*LISTE DES CONSIGNES:*
A. Selon le texte sur les origines du vignoble du Roussillon, quel peuple a introduit la culture de la vigne dans cette région ?
B. Rédigez la suite du texte sur les origines du vignoble du Roussillon, à partir de sa dernière phrase.

***** TEXTE PRÉSENTÉ *****

Les origines antiques : l’arrivée des premières vignes

Il faut remonter au VIIe siècle avant notre ère pour trouver les premiers plants de vignes dans le Roussillon. Ce sont les Phéniciens, ces grands navigateurs de la Méditerranée, qui introduisent ici la culture de la vigne. Plus tard, cette pratique est étendue et perfectionnée sous l’impulsion des Grecs, notamment à partir de la création de la colonie de Massalia (Marseille).

Mais la véritable transformation du vignoble survient avec les Romains. Lorsqu’ils occupent la région à partir du IIe siècle avant notre ère, ils font de la viticulture une activité essentielle de la Province Narbonnaise. Le Roussillon, alors connu sous le nom de “Ruscino”, voit l’implantation de domaines viticoles organisés et la construction de routes pour faciliter le commerce des vins. À cette époque, les vins produits sont principalement expédiés vers Rome et les provinces voisines.

***** MATÉRIEL FOURNI *****

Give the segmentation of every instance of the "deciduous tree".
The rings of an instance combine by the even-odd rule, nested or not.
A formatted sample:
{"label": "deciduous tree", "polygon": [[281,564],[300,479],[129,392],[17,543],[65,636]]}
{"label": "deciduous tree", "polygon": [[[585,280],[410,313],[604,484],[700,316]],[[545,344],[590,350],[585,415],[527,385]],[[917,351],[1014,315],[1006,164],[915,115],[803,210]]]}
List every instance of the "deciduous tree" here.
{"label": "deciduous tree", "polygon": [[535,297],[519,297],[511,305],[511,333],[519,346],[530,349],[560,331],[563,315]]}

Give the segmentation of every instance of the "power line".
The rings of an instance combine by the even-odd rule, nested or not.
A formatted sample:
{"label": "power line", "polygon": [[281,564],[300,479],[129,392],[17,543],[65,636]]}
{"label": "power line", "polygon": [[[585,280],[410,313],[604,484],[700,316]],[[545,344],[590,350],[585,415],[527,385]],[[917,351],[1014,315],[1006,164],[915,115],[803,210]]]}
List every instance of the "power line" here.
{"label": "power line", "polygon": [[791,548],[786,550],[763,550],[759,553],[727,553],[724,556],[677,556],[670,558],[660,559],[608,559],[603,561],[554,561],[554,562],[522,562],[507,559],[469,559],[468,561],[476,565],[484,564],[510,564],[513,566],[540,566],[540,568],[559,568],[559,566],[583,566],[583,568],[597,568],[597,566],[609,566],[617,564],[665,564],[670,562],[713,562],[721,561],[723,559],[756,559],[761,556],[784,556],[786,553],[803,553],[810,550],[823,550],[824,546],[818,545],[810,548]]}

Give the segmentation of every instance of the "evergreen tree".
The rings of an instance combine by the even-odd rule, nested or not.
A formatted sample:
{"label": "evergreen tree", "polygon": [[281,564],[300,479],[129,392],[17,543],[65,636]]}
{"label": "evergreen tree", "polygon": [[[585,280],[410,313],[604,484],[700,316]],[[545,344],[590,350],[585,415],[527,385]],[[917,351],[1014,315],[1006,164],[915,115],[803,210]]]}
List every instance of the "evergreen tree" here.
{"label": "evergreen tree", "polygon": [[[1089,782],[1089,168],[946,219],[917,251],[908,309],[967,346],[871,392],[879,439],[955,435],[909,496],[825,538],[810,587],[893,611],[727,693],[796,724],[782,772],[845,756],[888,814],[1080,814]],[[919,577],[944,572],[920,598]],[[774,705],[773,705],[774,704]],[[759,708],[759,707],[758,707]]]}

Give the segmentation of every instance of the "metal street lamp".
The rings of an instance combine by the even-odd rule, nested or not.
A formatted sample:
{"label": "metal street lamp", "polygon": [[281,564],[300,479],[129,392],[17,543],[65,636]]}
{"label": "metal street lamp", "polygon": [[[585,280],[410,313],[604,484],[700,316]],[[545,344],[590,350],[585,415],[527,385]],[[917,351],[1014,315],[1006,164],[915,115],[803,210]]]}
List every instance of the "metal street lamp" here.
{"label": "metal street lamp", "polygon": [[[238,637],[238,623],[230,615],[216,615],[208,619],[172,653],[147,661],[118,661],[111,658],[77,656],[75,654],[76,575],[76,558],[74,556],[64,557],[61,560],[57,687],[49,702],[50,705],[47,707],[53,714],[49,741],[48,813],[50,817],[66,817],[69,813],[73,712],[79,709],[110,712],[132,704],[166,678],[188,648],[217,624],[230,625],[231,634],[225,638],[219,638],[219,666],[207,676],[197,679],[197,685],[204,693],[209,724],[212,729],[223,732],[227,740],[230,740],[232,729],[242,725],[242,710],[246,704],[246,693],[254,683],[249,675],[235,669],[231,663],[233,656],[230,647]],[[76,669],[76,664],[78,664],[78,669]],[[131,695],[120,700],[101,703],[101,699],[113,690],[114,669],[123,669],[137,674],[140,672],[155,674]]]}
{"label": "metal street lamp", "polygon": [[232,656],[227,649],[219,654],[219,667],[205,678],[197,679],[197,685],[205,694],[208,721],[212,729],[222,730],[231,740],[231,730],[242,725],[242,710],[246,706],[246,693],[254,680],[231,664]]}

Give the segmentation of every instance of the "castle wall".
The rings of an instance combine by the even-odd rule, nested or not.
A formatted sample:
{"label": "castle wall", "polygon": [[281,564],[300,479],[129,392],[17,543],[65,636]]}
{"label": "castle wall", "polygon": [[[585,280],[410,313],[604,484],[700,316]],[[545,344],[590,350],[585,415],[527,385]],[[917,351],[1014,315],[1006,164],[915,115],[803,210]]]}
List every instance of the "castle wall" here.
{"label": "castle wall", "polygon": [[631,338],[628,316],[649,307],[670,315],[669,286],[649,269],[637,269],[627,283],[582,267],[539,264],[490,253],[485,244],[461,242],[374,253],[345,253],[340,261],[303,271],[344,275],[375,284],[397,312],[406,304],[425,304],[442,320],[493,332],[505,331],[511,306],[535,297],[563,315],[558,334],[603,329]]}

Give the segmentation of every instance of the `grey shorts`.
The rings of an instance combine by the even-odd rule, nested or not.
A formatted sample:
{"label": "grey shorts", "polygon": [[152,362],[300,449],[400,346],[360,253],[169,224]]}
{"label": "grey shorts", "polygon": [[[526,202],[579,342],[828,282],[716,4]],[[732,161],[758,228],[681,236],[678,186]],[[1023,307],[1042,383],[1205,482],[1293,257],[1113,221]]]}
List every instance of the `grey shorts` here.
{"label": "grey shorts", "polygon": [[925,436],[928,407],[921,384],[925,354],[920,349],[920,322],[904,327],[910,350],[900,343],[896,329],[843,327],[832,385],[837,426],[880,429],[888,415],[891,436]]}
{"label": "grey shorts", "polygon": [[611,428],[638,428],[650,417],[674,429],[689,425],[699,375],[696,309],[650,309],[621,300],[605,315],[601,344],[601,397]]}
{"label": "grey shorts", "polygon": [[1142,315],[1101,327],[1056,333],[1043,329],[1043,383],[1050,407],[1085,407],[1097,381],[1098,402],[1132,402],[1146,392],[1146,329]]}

*****

*RÉPONSES PAR CONSIGNE:*
A. Les Phéniciens, au VIIe siècle avant notre ère.

B.
Le Moyen Âge : vignoble monastique et domination catalane

Après la chute de l’Empire romain, la viticulture connaît une période de déclin, avant de renaître sous l’égide des monastères au Moyen Âge. Les moines de l’abbaye Saint-Michel de Cuxa, du monastère de Serrabone ou encore ceux de Saint-Martin-du-Canigou jouent un rôle déterminant. Ils défrichent, cultivent et expérimentent les sols, préfigurant les bases de la viticulture moderne. C’est à eux que l’on doit l’organisation des premiers vignobles en terrasses, encore visibles dans des secteurs escarpés comme la vallée de l’Agly.

À partir du XIIe siècle, le Roussillon passe sous domination catalane. Ce rattachement à la Couronne d’Aragon dynamise les échanges commerciaux. Le port de Collioure devient une plaque tournante pour l’exportation de vins vers Barcelone et d’autres villes méditerranéennes. Les liens avec la Catalogne modèlent aussi les pratiques viticoles, avec une influence durable sur les cépages. Certains comme le grenache noir ou blanc, essentiels aujourd’hui, trouvent leurs origines dans cette période.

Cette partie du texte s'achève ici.